**Information shown**
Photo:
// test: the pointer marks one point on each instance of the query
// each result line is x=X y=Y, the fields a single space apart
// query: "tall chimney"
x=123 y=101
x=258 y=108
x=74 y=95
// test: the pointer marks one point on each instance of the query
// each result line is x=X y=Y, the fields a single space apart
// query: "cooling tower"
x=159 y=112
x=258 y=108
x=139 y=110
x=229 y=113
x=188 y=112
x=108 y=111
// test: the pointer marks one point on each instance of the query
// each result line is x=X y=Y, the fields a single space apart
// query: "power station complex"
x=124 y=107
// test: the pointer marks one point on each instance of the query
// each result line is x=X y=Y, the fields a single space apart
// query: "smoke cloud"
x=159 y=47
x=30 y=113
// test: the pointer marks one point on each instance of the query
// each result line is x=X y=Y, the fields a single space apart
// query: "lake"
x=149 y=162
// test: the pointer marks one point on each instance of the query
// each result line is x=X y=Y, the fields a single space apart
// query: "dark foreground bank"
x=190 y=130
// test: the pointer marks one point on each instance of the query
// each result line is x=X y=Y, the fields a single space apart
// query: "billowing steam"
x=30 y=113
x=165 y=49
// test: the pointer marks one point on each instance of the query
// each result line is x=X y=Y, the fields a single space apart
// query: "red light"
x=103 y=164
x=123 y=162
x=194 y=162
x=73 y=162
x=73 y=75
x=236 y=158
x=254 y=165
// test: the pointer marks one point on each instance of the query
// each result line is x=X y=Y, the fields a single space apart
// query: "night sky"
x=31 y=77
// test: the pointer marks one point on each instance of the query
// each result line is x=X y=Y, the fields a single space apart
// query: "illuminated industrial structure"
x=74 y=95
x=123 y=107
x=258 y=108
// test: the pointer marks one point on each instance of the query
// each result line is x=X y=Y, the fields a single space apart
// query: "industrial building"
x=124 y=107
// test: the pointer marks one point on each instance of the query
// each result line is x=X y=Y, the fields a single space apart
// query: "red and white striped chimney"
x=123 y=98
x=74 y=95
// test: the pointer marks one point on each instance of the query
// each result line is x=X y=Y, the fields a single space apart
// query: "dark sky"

**Exercise goal**
Set down the full listing. Keep every line exact.

**Your solution**
Photo:
// test: the pointer marks one point on each instance of the query
// each result line is x=X y=Y, the fields a single space apart
// query: "tall chimney"
x=123 y=101
x=258 y=108
x=74 y=95
// test: the pointer marks one point on each instance of the query
// each result line is x=X y=Y, the fields a single space apart
// query: "cooling tower"
x=159 y=112
x=258 y=108
x=139 y=110
x=229 y=113
x=188 y=112
x=108 y=111
// test: the pointer marks one point on each instance of the query
// each result line is x=X y=Y, the fields a single space apart
// query: "power station complex"
x=124 y=107
// test: the pointer marks one point on each instance of the query
// each result line is x=X y=Y, the fields a single space apart
// query: "smoke cloud"
x=159 y=47
x=30 y=113
// test: the pointer marks one point on each instance of the query
// each result line is x=X y=Y, the fields a single space apart
// query: "lake"
x=149 y=162
// test: the pointer marks one point on each instance of the query
// each result line is x=X y=Y, the fields a single space apart
// query: "dark foreground bank"
x=190 y=130
// test: the pointer marks one point on each instance of the query
// each result line is x=X y=Y, the fields a single space apart
// query: "billowing steam"
x=30 y=113
x=165 y=49
// test: the pointer marks one point on each instance of the query
// each result line is x=X y=Y, the fields a single space apart
// query: "red light"
x=103 y=164
x=123 y=162
x=194 y=162
x=73 y=162
x=73 y=75
x=236 y=158
x=254 y=165
// test: the pointer marks one point on each instance of the query
// each result line is x=X y=Y, the fields a single space apart
// query: "night sky"
x=31 y=77
// test: the pointer marks one point on each instance of the query
// each result line is x=X y=Y, the fields a single space apart
// query: "illuminated industrial structure"
x=74 y=95
x=123 y=107
x=258 y=108
// test: the pointer marks one point on each instance of the query
// each result line is x=X y=Y, the fields a single space apart
// query: "industrial building"
x=124 y=107
// test: the pointer marks one point on each instance of the query
// each result line is x=X y=Y, the fields a single space apart
// query: "red and white striped chimney"
x=123 y=98
x=74 y=95
// test: the pointer marks one point on each instance of the query
// each result line is x=X y=Y, the fields a single space apart
// query: "dark sky"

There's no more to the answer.